* TASK INSTRUCTIONS: Copy out all the records exactly.

* DATA SUPPLIED:
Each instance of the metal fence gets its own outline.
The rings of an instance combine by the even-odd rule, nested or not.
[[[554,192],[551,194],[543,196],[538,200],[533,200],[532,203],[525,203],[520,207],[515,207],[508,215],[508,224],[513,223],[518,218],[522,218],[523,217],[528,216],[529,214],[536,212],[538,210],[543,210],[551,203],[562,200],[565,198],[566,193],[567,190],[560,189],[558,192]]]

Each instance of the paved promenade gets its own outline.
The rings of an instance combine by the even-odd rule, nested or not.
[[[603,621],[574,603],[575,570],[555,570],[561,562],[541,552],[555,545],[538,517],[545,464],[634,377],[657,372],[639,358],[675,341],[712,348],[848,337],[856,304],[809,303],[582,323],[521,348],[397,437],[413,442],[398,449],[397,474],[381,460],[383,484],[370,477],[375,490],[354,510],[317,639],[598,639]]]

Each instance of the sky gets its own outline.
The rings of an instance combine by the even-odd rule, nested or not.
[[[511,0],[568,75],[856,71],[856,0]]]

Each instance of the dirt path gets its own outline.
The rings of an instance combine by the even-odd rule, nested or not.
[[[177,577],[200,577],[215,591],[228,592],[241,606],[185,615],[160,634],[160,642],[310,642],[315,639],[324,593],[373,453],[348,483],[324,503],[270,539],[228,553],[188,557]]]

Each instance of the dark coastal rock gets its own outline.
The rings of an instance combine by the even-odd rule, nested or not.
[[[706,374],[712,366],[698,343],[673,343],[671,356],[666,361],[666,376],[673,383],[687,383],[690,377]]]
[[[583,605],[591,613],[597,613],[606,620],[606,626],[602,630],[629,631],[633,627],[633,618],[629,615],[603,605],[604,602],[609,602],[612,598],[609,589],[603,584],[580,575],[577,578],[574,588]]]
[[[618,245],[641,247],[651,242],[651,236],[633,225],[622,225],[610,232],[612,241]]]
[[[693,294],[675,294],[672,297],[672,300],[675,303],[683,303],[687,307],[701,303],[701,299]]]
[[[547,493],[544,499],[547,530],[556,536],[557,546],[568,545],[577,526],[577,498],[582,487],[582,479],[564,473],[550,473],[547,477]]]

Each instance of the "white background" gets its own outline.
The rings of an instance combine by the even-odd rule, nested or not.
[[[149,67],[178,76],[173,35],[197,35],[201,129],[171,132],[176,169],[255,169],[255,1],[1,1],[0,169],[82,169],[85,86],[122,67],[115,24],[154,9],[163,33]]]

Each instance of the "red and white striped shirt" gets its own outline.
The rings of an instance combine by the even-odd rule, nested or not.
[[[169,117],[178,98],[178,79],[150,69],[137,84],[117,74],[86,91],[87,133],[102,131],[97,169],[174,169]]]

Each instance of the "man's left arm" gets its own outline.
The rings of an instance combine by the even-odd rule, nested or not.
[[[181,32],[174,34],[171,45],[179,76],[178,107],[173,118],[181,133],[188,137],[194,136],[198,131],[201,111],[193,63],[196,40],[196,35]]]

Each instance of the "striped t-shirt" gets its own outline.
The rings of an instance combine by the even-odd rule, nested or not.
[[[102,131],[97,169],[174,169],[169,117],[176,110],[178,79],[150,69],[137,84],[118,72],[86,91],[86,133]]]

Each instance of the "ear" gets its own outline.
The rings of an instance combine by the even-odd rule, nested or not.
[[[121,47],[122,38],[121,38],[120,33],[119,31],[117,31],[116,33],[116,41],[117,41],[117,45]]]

* CORRECT RESULT:
Each instance of the metal fence gets its own outline.
The rings of an instance combine by the even-odd rule, nested or not.
[[[554,192],[551,194],[543,196],[538,200],[533,200],[532,203],[525,203],[520,207],[515,207],[508,215],[508,224],[513,223],[518,218],[522,218],[523,217],[528,216],[529,214],[536,212],[538,210],[543,210],[551,203],[562,200],[565,198],[566,193],[567,190],[560,189],[558,192]]]

Each instance of the paved promenade gets its own outline.
The rings of an instance combine by the even-odd rule, nested or not.
[[[603,621],[574,603],[575,570],[555,570],[561,562],[541,552],[555,545],[538,517],[545,464],[634,377],[657,372],[639,358],[675,341],[712,348],[848,337],[856,304],[809,303],[582,323],[521,348],[397,437],[413,442],[398,449],[397,474],[381,460],[383,484],[370,477],[375,490],[354,510],[317,639],[598,639]]]

Each instance of the sky gets its own outline.
The rings of an instance combine by the even-odd rule, nested or not.
[[[511,0],[568,75],[856,71],[856,0]]]

Each instance of the dirt path gets its own outline.
The rings of an instance combine by the even-odd rule, nested or not.
[[[177,577],[200,577],[215,591],[228,592],[241,606],[185,615],[160,634],[160,642],[310,642],[315,639],[324,593],[373,453],[348,483],[324,503],[270,539],[228,553],[188,557]]]

Each instance of the dark coastal rock gets its own outline.
The rings of an instance combine by the even-odd rule, nested or not.
[[[706,374],[712,366],[698,343],[673,343],[671,356],[666,361],[666,376],[673,383],[687,383],[690,377]]]
[[[583,605],[591,613],[597,613],[606,620],[606,626],[602,630],[629,631],[633,627],[633,618],[629,615],[603,605],[604,602],[609,602],[612,598],[609,589],[603,584],[580,575],[577,578],[574,588]]]
[[[618,245],[641,247],[651,242],[651,236],[633,225],[622,225],[610,232],[612,241]]]
[[[693,294],[675,294],[672,297],[672,300],[675,303],[683,303],[687,307],[701,303],[701,299]]]
[[[547,493],[544,499],[547,530],[556,536],[557,546],[568,545],[577,526],[577,498],[582,487],[582,479],[564,473],[550,473],[547,477]]]

Each instance of the "white background" gets its own outline.
The rings of an instance combine by the even-odd rule, nested or not.
[[[149,67],[178,76],[173,35],[197,35],[201,129],[171,132],[176,169],[255,169],[255,1],[1,1],[0,169],[82,169],[85,86],[122,67],[115,24],[154,9],[163,33]]]

Each instance of the "red and white striped shirt" gets its own outline.
The rings of an instance combine by the even-odd rule, nested or not.
[[[169,117],[178,98],[178,79],[150,69],[137,84],[117,74],[86,91],[87,133],[102,131],[97,169],[174,169]]]

Each instance of the "man's left arm" gets its own outline.
The rings of an instance combine by the even-odd rule, nested or not.
[[[181,32],[174,34],[171,45],[179,76],[178,107],[173,118],[181,133],[188,137],[194,136],[198,131],[201,111],[193,63],[196,40],[196,35]]]

Each instance of the "striped t-shirt" gets its own outline.
The rings of an instance combine by the even-odd rule, nested or not.
[[[102,131],[97,169],[174,169],[169,117],[176,110],[178,79],[150,69],[137,84],[118,72],[86,91],[86,133]]]

Each instance of the "ear" gets its own outline.
The rings of an instance combine by the even-odd rule, nested or not.
[[[121,47],[122,38],[121,38],[120,33],[119,31],[117,31],[116,33],[116,41],[117,41],[117,45]]]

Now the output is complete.